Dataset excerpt
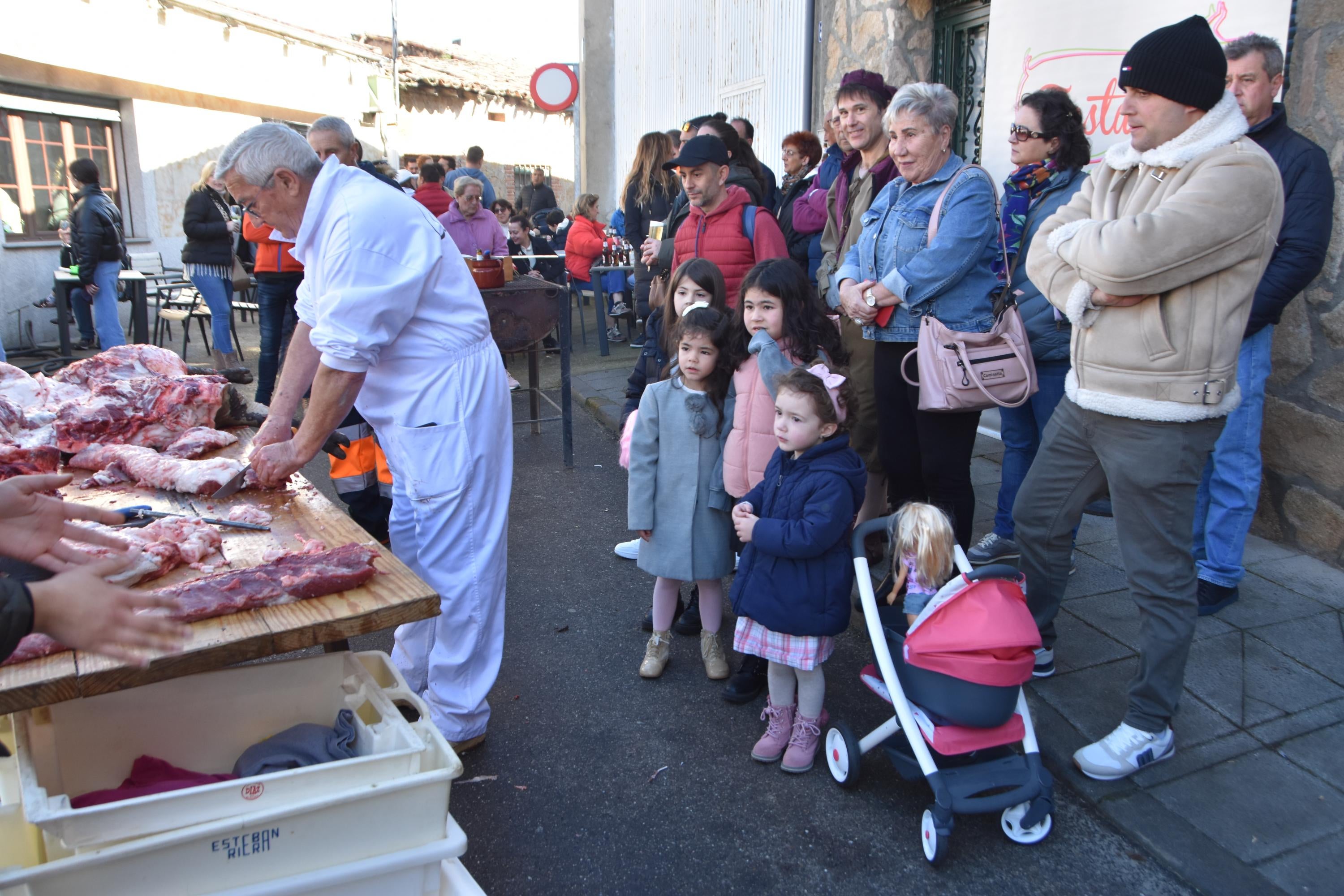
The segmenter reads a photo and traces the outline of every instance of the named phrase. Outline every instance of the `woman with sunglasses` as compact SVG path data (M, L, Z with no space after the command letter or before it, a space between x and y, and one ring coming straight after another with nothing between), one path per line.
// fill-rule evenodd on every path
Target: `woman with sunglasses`
M995 528L966 556L972 563L999 563L1019 556L1013 541L1012 502L1027 477L1040 437L1064 395L1068 373L1068 318L1051 305L1027 279L1027 250L1042 222L1073 199L1087 177L1082 168L1090 160L1083 114L1063 90L1038 90L1021 98L1008 130L1013 172L1004 181L1001 223L1008 250L1008 266L993 262L1000 282L1011 281L1031 355L1036 363L1040 391L1021 407L999 408L999 430L1004 442L1003 482Z

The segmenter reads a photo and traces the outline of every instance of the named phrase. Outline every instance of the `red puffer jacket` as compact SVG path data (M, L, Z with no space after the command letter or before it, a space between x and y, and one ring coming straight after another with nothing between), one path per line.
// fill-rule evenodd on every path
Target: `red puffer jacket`
M738 306L742 279L757 262L789 257L780 223L763 206L757 207L755 239L746 238L742 231L742 207L750 204L747 191L728 187L727 197L708 215L692 206L673 242L672 270L688 258L707 258L719 266L728 292L728 308Z

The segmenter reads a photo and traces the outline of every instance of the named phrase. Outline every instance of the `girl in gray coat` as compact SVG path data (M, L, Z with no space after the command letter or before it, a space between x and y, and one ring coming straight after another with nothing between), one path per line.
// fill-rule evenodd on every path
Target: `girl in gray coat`
M723 352L731 317L706 302L685 309L672 345L673 375L644 390L630 434L628 517L638 532L638 564L653 584L653 637L640 674L657 678L672 650L672 613L681 582L700 588L700 658L710 678L727 678L719 645L723 583L732 571L728 498L714 488L723 463L719 430L732 368ZM723 360L720 360L723 359Z

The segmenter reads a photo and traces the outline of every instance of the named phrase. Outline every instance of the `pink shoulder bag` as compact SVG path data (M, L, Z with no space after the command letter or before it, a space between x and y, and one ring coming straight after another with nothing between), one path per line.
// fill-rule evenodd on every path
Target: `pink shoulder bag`
M938 234L942 200L948 197L948 191L952 189L961 172L968 168L980 168L980 165L962 165L938 195L938 201L934 203L929 216L927 244L933 244L934 236ZM984 168L980 169L984 171ZM992 177L989 187L995 191L995 219L997 220L999 189ZM1004 247L1001 226L999 247L1004 253L1007 267L1008 253ZM996 320L989 332L965 333L949 329L933 314L925 314L921 318L918 345L900 361L900 376L905 377L906 383L919 387L921 411L970 412L984 411L996 404L999 407L1021 407L1040 388L1036 383L1036 364L1031 357L1031 344L1027 341L1027 328L1023 326L1021 314L1017 312L1017 302L1012 294L1015 267L1016 263L1008 267L1008 282L1004 283L1001 296L995 300ZM911 355L918 361L918 380L910 379L910 375L906 373Z

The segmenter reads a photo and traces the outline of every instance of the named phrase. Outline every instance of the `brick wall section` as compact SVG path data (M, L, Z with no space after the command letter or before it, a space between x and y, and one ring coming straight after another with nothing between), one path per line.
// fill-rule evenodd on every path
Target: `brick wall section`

• PROBLEM TO WORK ON:
Recast all of the data above as a JSON list of strings, with one string for each line. Leave out blank lines and the pictures.

• OUTPUT BELOW:
[
  "The segmenter reads a photo and traces the outline of every instance of the named phrase. Outline every instance of the `woman with sunglasses` as compact SVG path data (M, L, Z with no space after the command letter or before it, a space between x and y, and one ring coming straight after another with nothing between), one path per line.",
  "// fill-rule evenodd on every path",
  "Target: `woman with sunglasses`",
  "M995 528L966 556L972 563L999 563L1019 556L1013 541L1012 502L1027 477L1040 437L1064 395L1068 373L1068 318L1051 305L1027 279L1027 250L1042 222L1073 199L1087 177L1082 168L1090 160L1083 114L1063 90L1038 90L1021 98L1008 130L1013 172L1004 181L1001 223L1008 250L1008 266L993 262L1000 282L1011 281L1031 355L1036 363L1040 391L1021 407L999 408L999 430L1004 442L1003 482Z",
  "The segmenter reads a photo and traces the outline of every instance of the named phrase. Outline every instance of the `red puffer jacket` as compact SVG path data (M, L, Z with no space after the command letter or before it, a space between x and y, and one ring coming straight after another with nothing between), one path per line.",
  "// fill-rule evenodd on every path",
  "Target: `red puffer jacket`",
  "M738 306L742 279L757 262L789 257L780 223L763 206L757 207L755 239L746 238L742 231L742 207L750 204L747 191L728 187L727 197L708 215L692 206L673 242L672 270L688 258L707 258L719 266L728 292L728 308Z",
  "The segmenter reads a photo and traces the outline of every instance of the named phrase. Outline every instance of the `girl in gray coat` as compact SVG path data (M, L, Z with no space after the command letter or before it, a space between x and y, and one ring coming straight after another with nothing between), one path per line.",
  "// fill-rule evenodd on every path",
  "Target: `girl in gray coat`",
  "M723 352L731 317L706 302L685 309L672 345L673 375L644 390L630 434L628 517L638 532L638 564L653 584L653 637L640 674L657 678L672 650L672 613L681 582L700 588L700 658L710 678L727 678L719 645L723 583L732 571L728 498L714 488L723 463L719 430L732 368ZM723 360L720 360L723 359Z",
  "The segmenter reads a photo and traces the outline of every instance of the named phrase. Outline every instance of the `pink shoulder bag` as compact SVG path data (M, L, Z with no space after the command letter or before it, a space between x and y, and one ring coming straight after another with nothing between), one path per line.",
  "// fill-rule evenodd on every path",
  "Target: `pink shoulder bag`",
  "M938 234L942 200L948 197L948 191L952 189L961 172L968 168L980 168L980 165L962 165L938 195L938 201L934 203L929 216L927 244L933 244L934 236ZM984 168L980 169L984 171ZM992 177L989 187L995 191L995 219L997 220L999 189ZM1004 247L1001 226L999 247L1004 253L1007 267L1008 253ZM996 320L989 332L965 333L949 329L933 314L925 314L921 318L918 345L900 361L900 376L905 377L906 383L919 387L921 411L970 412L984 411L996 404L999 407L1021 407L1040 388L1036 383L1036 364L1031 357L1031 344L1027 341L1027 328L1023 326L1021 314L1017 312L1017 302L1012 294L1015 267L1016 263L1008 267L1008 282L1004 283L1001 296L995 300ZM911 355L918 361L918 380L910 379L910 375L906 373Z",
  "The segmenter reads a photo and traces the outline of every instance of the named phrase. Outline every instance of the `brick wall section` as compact SVG path data (M, L, Z with no space after the command letter or before it, a space between x and y, and one ring coming straight after another with nothing between), one path per line.",
  "// fill-rule evenodd on every path",
  "Target: `brick wall section`"
]